Data records:

++++

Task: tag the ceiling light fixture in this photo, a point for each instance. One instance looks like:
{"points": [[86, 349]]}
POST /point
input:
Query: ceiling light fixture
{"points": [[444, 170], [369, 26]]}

++++

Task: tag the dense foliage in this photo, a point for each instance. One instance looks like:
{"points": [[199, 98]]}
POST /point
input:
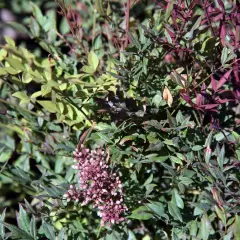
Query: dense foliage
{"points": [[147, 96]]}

++++

Written task: Please gather every line from the items above that contains the word "this", copying each such line in full.

Correct output:
Task: tag the ceiling light fixture in this photo, a point for each instance. One instance looks like:
Task: tag the dense foliage in this photo, a point for each instance. One instance looks like:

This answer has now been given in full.